WHAT THE TASK ASKS
Please gather every row below that contains the word "rear", copying each one unchanged.

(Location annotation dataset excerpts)
┄┄┄┄┄┄┄┄┄┄┄┄┄┄┄┄┄┄┄┄

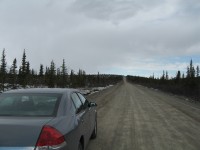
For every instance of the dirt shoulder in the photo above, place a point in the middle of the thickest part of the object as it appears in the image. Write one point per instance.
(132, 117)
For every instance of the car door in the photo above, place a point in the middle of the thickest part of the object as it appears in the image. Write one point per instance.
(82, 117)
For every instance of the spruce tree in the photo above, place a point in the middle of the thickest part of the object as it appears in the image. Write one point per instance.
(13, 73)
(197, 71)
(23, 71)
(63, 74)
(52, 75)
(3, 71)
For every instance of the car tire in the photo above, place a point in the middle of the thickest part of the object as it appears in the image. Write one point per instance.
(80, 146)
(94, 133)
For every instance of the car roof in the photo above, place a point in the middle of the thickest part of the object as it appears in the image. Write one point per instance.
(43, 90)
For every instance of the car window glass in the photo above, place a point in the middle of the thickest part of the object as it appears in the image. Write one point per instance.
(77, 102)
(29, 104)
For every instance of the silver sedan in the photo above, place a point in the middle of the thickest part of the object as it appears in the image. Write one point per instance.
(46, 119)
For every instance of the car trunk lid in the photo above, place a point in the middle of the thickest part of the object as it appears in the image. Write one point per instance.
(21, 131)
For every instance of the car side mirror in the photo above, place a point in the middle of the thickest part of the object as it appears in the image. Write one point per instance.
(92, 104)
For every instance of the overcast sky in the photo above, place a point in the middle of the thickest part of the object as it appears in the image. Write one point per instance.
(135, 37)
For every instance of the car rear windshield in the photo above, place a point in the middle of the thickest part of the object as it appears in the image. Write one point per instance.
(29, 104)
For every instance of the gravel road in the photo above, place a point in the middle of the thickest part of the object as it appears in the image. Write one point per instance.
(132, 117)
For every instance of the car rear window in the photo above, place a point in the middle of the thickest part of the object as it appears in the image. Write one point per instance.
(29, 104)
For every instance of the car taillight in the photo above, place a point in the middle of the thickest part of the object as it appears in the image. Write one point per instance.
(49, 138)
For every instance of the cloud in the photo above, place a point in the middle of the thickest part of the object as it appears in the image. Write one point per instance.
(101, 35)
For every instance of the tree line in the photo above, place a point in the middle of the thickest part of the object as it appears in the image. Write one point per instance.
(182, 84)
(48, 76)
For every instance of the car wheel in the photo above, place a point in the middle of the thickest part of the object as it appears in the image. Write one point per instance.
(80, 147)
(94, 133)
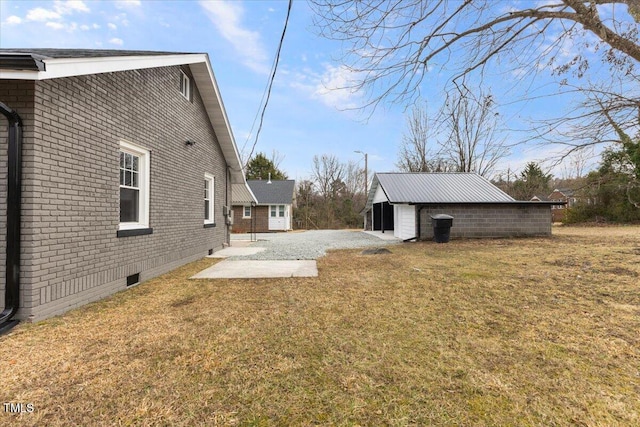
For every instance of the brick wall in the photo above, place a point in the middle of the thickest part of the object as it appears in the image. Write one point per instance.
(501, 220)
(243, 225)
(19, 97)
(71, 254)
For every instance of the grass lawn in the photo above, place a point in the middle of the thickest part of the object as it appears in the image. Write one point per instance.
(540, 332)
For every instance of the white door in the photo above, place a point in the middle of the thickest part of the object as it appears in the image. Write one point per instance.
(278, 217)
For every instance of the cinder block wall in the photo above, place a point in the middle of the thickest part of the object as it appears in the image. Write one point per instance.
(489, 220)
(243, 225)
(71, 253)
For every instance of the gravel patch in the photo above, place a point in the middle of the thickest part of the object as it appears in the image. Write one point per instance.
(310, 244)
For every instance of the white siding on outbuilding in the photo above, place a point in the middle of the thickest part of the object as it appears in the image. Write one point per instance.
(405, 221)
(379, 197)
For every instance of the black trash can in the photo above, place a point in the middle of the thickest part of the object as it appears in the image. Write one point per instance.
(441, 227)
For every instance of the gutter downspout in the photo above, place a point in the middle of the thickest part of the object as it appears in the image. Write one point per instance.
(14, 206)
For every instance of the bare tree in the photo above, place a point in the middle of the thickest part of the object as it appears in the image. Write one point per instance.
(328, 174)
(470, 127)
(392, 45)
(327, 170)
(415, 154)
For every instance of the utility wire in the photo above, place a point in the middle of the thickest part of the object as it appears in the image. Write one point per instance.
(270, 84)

┄┄┄┄┄┄┄┄┄┄┄┄┄┄┄┄┄┄┄┄

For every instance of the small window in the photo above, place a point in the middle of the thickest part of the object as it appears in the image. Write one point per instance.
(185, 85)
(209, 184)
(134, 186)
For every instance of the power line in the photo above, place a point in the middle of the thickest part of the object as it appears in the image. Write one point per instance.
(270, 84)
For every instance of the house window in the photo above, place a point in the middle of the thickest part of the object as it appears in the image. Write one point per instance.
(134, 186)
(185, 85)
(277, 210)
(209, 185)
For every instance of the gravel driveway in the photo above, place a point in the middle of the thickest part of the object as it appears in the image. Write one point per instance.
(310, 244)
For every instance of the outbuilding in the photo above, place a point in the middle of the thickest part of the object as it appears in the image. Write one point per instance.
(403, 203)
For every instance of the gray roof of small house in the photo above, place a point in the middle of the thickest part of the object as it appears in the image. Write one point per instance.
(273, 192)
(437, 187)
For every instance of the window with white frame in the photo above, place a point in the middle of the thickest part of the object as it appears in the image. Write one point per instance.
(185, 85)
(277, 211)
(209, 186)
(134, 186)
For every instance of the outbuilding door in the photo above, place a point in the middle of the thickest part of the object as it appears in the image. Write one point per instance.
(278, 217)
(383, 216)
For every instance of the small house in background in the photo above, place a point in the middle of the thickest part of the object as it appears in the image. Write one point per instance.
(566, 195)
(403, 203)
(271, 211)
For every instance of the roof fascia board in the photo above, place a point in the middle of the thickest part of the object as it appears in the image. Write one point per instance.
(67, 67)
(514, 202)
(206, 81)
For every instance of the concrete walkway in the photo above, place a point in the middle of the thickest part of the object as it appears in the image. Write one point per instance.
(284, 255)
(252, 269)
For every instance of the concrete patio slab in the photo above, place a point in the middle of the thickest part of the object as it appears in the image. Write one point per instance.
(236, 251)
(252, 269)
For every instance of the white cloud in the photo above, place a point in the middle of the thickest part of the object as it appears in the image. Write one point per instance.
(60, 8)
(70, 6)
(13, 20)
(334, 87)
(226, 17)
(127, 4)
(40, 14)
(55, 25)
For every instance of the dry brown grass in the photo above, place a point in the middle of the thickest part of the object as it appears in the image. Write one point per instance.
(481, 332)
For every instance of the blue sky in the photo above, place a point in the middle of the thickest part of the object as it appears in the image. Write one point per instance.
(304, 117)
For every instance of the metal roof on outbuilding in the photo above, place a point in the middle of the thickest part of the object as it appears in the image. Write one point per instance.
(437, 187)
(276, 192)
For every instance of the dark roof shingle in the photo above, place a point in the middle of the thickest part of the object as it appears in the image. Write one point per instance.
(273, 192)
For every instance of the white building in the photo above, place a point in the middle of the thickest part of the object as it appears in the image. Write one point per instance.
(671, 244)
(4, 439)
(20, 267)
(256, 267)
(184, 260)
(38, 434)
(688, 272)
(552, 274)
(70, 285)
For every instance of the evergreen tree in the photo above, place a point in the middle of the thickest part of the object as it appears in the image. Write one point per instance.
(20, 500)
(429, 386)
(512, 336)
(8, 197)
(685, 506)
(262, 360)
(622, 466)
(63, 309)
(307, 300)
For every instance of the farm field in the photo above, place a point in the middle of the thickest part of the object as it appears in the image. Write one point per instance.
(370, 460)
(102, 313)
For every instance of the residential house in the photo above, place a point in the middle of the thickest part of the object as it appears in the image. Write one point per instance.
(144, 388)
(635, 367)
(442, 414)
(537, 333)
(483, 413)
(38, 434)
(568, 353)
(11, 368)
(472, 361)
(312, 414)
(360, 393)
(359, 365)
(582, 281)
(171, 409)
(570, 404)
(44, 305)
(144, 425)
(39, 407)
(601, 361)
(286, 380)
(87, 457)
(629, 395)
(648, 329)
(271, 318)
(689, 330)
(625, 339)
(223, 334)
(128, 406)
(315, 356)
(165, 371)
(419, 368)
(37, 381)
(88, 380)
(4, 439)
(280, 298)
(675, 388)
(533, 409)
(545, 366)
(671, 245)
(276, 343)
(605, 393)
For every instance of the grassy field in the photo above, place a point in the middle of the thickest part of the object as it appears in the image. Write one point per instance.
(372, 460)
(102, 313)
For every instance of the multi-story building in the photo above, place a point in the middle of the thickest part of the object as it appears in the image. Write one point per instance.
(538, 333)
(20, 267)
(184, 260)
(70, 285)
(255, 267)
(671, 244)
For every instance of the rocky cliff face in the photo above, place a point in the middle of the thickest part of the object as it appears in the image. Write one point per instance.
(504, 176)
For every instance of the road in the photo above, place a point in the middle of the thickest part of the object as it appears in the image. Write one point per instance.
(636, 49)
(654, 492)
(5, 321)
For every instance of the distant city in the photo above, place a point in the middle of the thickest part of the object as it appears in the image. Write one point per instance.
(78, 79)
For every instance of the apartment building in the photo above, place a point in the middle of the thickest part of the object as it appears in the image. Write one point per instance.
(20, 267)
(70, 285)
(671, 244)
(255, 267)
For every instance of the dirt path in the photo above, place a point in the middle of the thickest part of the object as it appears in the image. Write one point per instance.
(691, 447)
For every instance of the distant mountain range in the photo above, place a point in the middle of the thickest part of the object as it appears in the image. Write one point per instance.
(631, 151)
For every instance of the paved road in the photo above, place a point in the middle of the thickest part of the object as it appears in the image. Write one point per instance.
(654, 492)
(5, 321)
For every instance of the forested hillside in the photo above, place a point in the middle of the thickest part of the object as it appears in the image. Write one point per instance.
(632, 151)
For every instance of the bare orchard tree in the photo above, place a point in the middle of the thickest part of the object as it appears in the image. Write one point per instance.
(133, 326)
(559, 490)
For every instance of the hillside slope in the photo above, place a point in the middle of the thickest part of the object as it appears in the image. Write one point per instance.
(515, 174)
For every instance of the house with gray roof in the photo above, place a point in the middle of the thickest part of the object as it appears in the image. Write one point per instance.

┄┄┄┄┄┄┄┄┄┄┄┄┄┄┄┄┄┄┄┄

ANSWER TO THE PROBLEM
For every instance of the car rear windshield in the photo above, place a point in the middle of the thickest part of the object as it appears in the image. Write one point per instance.
For every instance of the car rear window in the photo above, place a point in the middle of the thickest part of the object as it appears in the image. Write one point per instance.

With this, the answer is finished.